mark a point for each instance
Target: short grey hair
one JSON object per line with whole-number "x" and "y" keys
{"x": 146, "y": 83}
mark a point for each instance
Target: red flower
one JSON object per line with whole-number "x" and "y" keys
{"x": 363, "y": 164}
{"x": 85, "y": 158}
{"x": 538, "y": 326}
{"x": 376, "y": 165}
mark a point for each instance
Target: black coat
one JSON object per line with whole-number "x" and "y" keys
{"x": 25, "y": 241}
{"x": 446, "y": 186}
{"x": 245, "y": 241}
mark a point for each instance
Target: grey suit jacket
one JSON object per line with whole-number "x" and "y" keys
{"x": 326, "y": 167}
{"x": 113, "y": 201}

TO DO:
Return all of the lines above without any changes, in the same order.

CORRECT OUTPUT:
mark a point for each instance
Target: short grey hair
one JSON object per line with whole-number "x" and "y" keys
{"x": 146, "y": 83}
mark a point for each instance
Target: red flower
one JSON object per line with whole-number "x" and "y" keys
{"x": 363, "y": 164}
{"x": 85, "y": 158}
{"x": 538, "y": 326}
{"x": 376, "y": 165}
mark a point for each instance
Target: black coat
one JSON object per line with whole-number "x" and "y" keys
{"x": 25, "y": 241}
{"x": 446, "y": 186}
{"x": 245, "y": 241}
mark a point for each instance
Target: grey suit jacket
one JSON object per line with whole-number "x" and "y" keys
{"x": 326, "y": 167}
{"x": 113, "y": 201}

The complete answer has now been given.